*BRIEF:* Please reproduce each of these lines without any changes.
------ DATA TO USE
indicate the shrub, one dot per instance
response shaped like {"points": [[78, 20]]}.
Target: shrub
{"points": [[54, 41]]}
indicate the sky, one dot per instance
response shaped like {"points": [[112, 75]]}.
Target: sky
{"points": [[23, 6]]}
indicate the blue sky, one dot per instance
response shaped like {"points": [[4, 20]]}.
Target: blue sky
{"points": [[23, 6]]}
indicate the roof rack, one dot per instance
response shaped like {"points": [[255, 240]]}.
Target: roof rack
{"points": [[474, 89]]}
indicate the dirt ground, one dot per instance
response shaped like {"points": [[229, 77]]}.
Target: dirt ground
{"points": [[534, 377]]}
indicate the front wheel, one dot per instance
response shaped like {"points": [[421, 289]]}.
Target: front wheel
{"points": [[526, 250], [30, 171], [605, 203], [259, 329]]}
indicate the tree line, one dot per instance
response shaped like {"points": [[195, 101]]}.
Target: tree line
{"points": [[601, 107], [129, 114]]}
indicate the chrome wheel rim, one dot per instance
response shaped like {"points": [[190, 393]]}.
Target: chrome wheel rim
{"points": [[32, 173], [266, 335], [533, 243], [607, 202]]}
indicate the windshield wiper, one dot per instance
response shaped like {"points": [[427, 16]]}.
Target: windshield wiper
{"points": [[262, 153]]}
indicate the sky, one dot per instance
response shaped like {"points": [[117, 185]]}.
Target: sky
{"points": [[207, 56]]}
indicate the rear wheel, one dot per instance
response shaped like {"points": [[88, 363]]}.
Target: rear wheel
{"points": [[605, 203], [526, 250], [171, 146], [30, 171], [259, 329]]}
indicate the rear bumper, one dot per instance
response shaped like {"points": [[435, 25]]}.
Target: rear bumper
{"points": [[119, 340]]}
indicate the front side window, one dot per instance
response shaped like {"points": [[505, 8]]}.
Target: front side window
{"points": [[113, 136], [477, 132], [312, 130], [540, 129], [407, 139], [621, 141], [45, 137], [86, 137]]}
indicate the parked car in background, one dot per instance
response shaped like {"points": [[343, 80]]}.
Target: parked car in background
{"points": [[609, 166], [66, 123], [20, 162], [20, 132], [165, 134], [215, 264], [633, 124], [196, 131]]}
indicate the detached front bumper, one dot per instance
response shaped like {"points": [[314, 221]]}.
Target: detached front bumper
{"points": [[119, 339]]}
------------
*THE REPLY:*
indicate the shrub, one dot per instance
response shaped like {"points": [[78, 20]]}.
Target: shrub
{"points": [[54, 41]]}
indicate the sky, one dot per instance
response shaped like {"points": [[112, 75]]}.
Target: sky
{"points": [[23, 6]]}
indicate the blue sky, one dot per instance
response shaped like {"points": [[4, 20]]}.
Target: blue sky
{"points": [[23, 6]]}
indicate the roof rack, one dot per instance
response shaped like {"points": [[255, 240]]}.
Target: roof rack
{"points": [[474, 89]]}
indicate the dirt ground, one dot per instance
response shaped like {"points": [[229, 77]]}.
Target: dirt ground
{"points": [[534, 377]]}
indicate the front wheel, one dot per instance
response shaped like {"points": [[421, 289]]}.
Target: front wheel
{"points": [[526, 250], [30, 171], [605, 203], [259, 329]]}
indicate the tree line, one dot per instance
response shaped like {"points": [[195, 101]]}.
Target: tree line
{"points": [[601, 107], [129, 114]]}
indicate the chrome wheel rim, one dot per instance
response shaped like {"points": [[190, 393]]}.
Target: chrome wheel rim
{"points": [[32, 173], [266, 335], [533, 243], [607, 202]]}
indicate the windshield wiper, one dot per instance
response shaped like {"points": [[427, 16]]}.
Target: windshield wiper
{"points": [[262, 153]]}
indicate the sky, one dot per instance
response shaped like {"points": [[117, 185]]}.
Target: sky
{"points": [[207, 56]]}
indicate the rear wheel, one dot per instance
response shaped like {"points": [[88, 363]]}.
Target: rear wheel
{"points": [[605, 203], [526, 250], [171, 146], [30, 171], [259, 329]]}
indicate the rear bumper, one dot per instance
response shaped like {"points": [[435, 25]]}.
Target: rear bumper
{"points": [[119, 340]]}
indicate the front side window, one dot per instance
response shaped like {"points": [[505, 8]]}.
Target: front side window
{"points": [[113, 136], [477, 132], [312, 130], [540, 129], [407, 139], [621, 141], [45, 137], [86, 137]]}
indicate the parked car in background, one dot per instance
response shaped like {"points": [[343, 80]]}.
Target: parked car in background
{"points": [[609, 166], [66, 123], [20, 162], [20, 132], [165, 134], [215, 264], [633, 124], [196, 131]]}
indicate the detached front bumper, one dot per instance
response shaped like {"points": [[314, 221]]}.
Target: detached front bumper
{"points": [[119, 339]]}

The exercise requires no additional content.